(DÉFI A)
Répondez aux questions suivantes à partir du passage cité ci-dessous :
(i) Quel est le titre du livre de Paul Colin paru en 1921 ?
(ii) De quelle revue bruxelloise Paul Colin était-il rédacteur en chef en 1919 ?
(iii) Qui a fondé le mouvement Clarté pendant la guerre ?

(PASSAGE CITÉ)
En dépit des atrocités guerrières, il semblait donc que la Belgique sortait la tête haute de la bataille. Du moins, telle est la version officielle de l’histoire. Dans son ombre circule une autre version, moins avantageuse celle-là, qui met l’accent sur l’attitude politique de la Belgique lors des négociations de paix à Versailles. Ainsi, dans son livre La Belgique après la guerre (1921), Paul Colin tire une conclusion qui contredit l’histoire officielle : il remarque que c’est justement après la guerre que la Belgique disparut « comme facteur moral d’une coalition dont elle avait, du moins aux yeux du monde, été le ciment jusque-là » (Colin 1921a : 19). Plus explicitement encore, il affirme :
La Belgique avait un rôle à jouer aux négociations de paix. Je l’ai longuement exposé. Ce rôle lui était en quelque sorte imposé par sa situation géographique, qui en fait le carrefour de l’Occident, — avec cette circonstance adjuvante qu’elle n’a ni culture propre, ni esprit national puisqu’elle est une création fortuite et artificielle de la diplomatie, puisqu’elle est une réalité et non pas une entité (Colin 1921a : 137).
En 1919, Paul Colin était le rédacteur en chef d’une revue politique et littéraire bruxelloise L’Art libre. Le périodique a existé pendant quatre années avant que son directeur ne choisisse de prendre la direction de la revue française Europe. L’Art libre s’inscrit explicitement dans le sillage du mouvement français Clarté, fondé pendant la guerre par Henri Barbusse, Paul Vaillant-Couturier et Henri Lefebvre. Romain Rolland sympathisait aussi avec le groupe, mais n’en a jamais formellement fait partie. Si plusieurs groupes et revues belges ont adhéré à ce mouvement, somme toute éphémère mais néanmoins influent, L’Art libre en a été le représentant officiel. Clarté promulguait des valeurs pacifistes et internationalistes, présentant ainsi de nombreuses parentés phraséologiques avec les autres courants anti-militaristes d’avant-guerre.

(ENTRÉES)
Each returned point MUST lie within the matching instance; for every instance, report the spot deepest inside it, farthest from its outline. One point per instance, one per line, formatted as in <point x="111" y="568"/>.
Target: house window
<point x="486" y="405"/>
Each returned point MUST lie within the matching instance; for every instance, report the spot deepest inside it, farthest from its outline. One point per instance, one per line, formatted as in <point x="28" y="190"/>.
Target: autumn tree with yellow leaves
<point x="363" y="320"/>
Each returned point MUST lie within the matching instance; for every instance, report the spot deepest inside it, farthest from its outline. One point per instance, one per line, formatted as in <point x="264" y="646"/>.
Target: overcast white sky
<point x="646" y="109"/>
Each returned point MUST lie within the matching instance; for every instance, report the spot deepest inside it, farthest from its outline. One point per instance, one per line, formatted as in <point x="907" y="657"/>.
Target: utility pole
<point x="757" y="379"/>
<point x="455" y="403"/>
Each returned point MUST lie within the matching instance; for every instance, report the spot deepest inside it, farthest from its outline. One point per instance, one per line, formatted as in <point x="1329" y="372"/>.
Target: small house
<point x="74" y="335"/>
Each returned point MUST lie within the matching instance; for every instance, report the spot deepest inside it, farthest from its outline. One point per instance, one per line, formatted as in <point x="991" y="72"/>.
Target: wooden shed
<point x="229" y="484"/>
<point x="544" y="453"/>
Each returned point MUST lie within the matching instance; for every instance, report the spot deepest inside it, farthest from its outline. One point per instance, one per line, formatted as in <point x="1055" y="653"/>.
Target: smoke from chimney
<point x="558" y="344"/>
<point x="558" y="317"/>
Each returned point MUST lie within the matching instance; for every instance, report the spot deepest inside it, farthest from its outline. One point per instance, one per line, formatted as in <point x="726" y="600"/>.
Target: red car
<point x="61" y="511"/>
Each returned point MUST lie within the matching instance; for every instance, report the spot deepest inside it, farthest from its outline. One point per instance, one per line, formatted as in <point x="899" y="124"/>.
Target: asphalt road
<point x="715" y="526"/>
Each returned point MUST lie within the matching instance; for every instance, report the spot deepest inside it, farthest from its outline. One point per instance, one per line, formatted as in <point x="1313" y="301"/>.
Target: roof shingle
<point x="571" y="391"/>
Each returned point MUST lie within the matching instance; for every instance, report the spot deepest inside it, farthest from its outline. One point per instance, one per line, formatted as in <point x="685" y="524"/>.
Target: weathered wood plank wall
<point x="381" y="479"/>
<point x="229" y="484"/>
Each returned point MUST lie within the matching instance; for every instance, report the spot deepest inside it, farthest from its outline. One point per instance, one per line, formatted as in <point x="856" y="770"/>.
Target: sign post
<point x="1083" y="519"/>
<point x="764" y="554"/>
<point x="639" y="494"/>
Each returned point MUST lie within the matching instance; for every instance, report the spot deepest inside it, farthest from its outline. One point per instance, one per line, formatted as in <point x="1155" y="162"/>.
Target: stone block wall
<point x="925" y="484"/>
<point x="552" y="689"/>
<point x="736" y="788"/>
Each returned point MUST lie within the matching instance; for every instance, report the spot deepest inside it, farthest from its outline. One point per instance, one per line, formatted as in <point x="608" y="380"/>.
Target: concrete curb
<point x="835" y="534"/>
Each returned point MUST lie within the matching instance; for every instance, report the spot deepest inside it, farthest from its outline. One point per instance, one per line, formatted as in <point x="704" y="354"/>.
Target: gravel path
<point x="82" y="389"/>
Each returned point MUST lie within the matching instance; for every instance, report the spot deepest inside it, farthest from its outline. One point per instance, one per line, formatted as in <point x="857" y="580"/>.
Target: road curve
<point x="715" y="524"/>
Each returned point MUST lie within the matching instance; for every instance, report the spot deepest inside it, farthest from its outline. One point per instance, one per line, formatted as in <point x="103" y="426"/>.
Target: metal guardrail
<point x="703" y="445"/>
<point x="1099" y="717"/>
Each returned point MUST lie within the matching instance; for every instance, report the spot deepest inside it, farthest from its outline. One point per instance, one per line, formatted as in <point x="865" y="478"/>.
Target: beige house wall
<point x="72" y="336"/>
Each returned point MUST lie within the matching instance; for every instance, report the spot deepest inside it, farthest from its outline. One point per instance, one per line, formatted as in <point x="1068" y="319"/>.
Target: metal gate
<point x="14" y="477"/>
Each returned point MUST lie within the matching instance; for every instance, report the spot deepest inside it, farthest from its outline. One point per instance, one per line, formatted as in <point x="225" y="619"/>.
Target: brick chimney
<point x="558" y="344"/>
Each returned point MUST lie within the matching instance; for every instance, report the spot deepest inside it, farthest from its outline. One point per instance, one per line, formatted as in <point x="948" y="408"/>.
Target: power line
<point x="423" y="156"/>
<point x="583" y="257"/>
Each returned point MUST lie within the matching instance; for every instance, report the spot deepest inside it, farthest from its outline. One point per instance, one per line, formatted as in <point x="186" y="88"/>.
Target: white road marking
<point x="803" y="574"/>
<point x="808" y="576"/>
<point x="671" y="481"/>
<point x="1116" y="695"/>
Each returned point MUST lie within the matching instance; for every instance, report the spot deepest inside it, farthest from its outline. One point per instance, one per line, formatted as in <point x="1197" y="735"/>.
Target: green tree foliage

(DÉFI B) Repérez dans les entrées chaque ligne contenant la chaîne « chimney » et recopiez-la. La casse compte.

(RÉSULTAT ATTENDU A)
(i) La Belgique après la guerre
(ii) L'Art libre
(iii) Henri Barbusse, Paul Vaillant-Couturier et Henri Lefebvre

(RÉSULTAT ATTENDU B)
Target: smoke from chimney
Target: brick chimney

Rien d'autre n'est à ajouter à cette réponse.